Task goal:
Convert the material below into a JSON list of strings with one string per line, skipping blank lines and omitting the pictures.

Provided data:
-*-
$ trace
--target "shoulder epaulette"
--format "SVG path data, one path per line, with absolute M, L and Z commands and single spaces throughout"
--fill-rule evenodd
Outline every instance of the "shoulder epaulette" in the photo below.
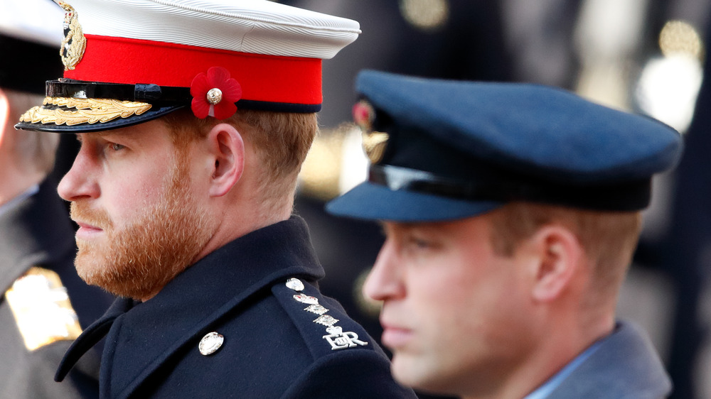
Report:
M 67 289 L 55 272 L 33 267 L 5 293 L 17 328 L 28 351 L 82 332 Z
M 289 278 L 275 284 L 272 291 L 292 317 L 314 357 L 369 345 L 359 337 L 365 337 L 363 327 L 341 310 L 324 306 L 327 298 L 311 285 L 298 278 Z

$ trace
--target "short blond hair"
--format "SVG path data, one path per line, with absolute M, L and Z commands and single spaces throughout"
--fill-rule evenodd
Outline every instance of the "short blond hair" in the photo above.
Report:
M 530 202 L 511 202 L 493 212 L 494 251 L 513 255 L 518 244 L 546 225 L 558 224 L 577 237 L 592 265 L 598 293 L 616 295 L 637 246 L 641 229 L 639 212 L 612 212 L 565 208 Z
M 252 144 L 266 173 L 260 176 L 260 191 L 265 201 L 293 198 L 301 164 L 318 131 L 316 114 L 237 110 L 230 118 L 218 121 L 196 118 L 189 109 L 176 111 L 162 120 L 173 133 L 173 143 L 185 148 L 204 138 L 219 123 L 233 126 Z

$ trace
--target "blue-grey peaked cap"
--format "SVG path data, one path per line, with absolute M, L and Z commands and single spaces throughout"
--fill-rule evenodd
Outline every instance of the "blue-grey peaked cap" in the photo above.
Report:
M 554 87 L 363 71 L 356 90 L 387 138 L 368 180 L 328 204 L 334 214 L 445 220 L 515 200 L 638 210 L 682 152 L 667 125 Z

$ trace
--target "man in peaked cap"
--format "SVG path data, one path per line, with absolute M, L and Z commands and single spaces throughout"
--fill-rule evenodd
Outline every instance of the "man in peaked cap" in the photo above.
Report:
M 661 398 L 616 295 L 673 129 L 520 84 L 359 75 L 368 181 L 327 206 L 383 221 L 364 291 L 400 383 L 465 398 Z
M 56 379 L 105 337 L 102 398 L 412 397 L 320 293 L 291 215 L 321 59 L 358 23 L 261 0 L 60 4 L 64 77 L 16 127 L 81 142 L 58 187 L 75 264 L 121 298 Z
M 48 177 L 58 136 L 13 127 L 42 98 L 45 80 L 61 73 L 62 16 L 50 0 L 0 3 L 0 398 L 99 396 L 99 351 L 66 383 L 53 376 L 113 297 L 74 268 L 74 230 Z

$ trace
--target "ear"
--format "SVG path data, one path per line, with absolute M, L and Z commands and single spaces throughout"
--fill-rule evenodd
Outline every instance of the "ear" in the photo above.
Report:
M 240 132 L 228 124 L 215 125 L 208 133 L 211 165 L 209 194 L 221 197 L 232 189 L 245 170 L 245 142 Z
M 562 226 L 545 226 L 529 239 L 536 261 L 531 295 L 536 302 L 551 302 L 571 288 L 584 251 L 577 236 Z

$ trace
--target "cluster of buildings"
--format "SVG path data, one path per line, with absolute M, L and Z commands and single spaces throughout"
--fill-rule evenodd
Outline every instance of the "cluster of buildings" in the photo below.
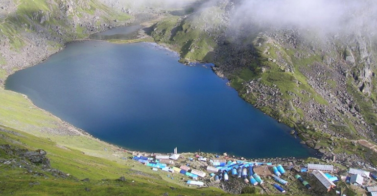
-*-
Task solution:
[
  "$ trace",
  "--target \"shoulder epaulette\"",
  "--format \"SVG path data, one path per line, with absolute M, L and Z commands and single spaces throughout\"",
  "--fill-rule evenodd",
  "Outline every instance of the \"shoulder epaulette\" in the photo below.",
  "Report:",
  "M 67 289 L 55 272 L 33 267 L 5 293 L 17 328 L 28 351 L 82 332 Z",
  "M 289 278 L 275 284 L 272 291 L 292 317 L 314 357 L 369 345 L 359 337 L 365 337 L 363 327 L 341 310 L 324 306 L 327 298 L 311 285 L 298 278 Z",
  "$ trace",
  "--target \"short blond hair\"",
  "--format \"SVG path data, one path per line, with absolute M, L and Z commands and single spaces throughout\"",
  "--fill-rule evenodd",
  "Outline every instance of the \"short blond hair\" in the photo above.",
  "Report:",
  "M 530 202 L 511 202 L 493 212 L 494 251 L 513 255 L 518 244 L 546 225 L 558 224 L 577 237 L 592 265 L 598 293 L 616 295 L 637 246 L 641 229 L 639 212 L 612 212 L 565 208 Z",
  "M 252 144 L 266 173 L 260 176 L 260 191 L 265 201 L 293 198 L 301 164 L 318 131 L 316 114 L 237 110 L 230 118 L 218 121 L 196 118 L 189 109 L 176 111 L 162 120 L 173 133 L 173 143 L 185 148 L 204 138 L 219 123 L 233 126 Z",
  "$ trace",
  "--target \"blue-grey peaked cap\"",
  "--format \"SVG path data, one path per line, with absolute M, L and Z commands and single spaces throughout\"",
  "--fill-rule evenodd",
  "Outline every instance of the \"blue-grey peaked cap\" in the photo above.",
  "Report:",
  "M 554 87 L 363 71 L 356 90 L 387 138 L 368 180 L 328 204 L 334 214 L 445 220 L 515 200 L 638 210 L 682 152 L 667 125 Z",
  "$ trace",
  "--target \"man in peaked cap\"",
  "--format \"SVG path data, one path per line, with absolute M, L and Z commands and single spaces throughout\"",
  "--fill-rule evenodd",
  "Outline every instance of the \"man in peaked cap\" in the photo above.",
  "Report:",
  "M 661 398 L 616 295 L 673 129 L 520 84 L 359 75 L 368 181 L 327 206 L 383 221 L 364 291 L 400 383 L 465 398 Z",
  "M 56 379 L 105 337 L 102 398 L 412 397 L 320 293 L 291 215 L 321 59 L 358 23 L 261 0 L 60 4 L 64 77 L 16 127 L 81 142 L 58 187 L 75 264 L 121 298 Z",
  "M 48 177 L 58 136 L 13 127 L 42 98 L 45 80 L 61 73 L 62 16 L 50 0 L 0 3 L 0 398 L 99 396 L 99 351 L 66 383 L 53 376 L 113 297 L 74 268 L 74 230 Z",
  "$ trace",
  "--target \"ear\"",
  "--format \"SVG path data, one path per line, with absolute M, L and Z commands and single spaces throughout\"",
  "--fill-rule evenodd",
  "Outline every instance of the \"ear\" in the photo above.",
  "Report:",
  "M 240 132 L 228 124 L 215 125 L 208 133 L 211 165 L 209 194 L 221 197 L 232 189 L 245 170 L 245 142 Z",
  "M 562 226 L 545 226 L 529 239 L 536 261 L 531 295 L 536 302 L 551 302 L 571 288 L 584 251 L 577 236 Z",
  "$ trace",
  "--target \"cluster of buildings\"",
  "--format \"SVG path data, one path per line, with absolute M, L and Z commands and single spaces throughout\"",
  "--fill-rule evenodd",
  "Outline every instance of the \"cluster of buildings\" in the photo below."
]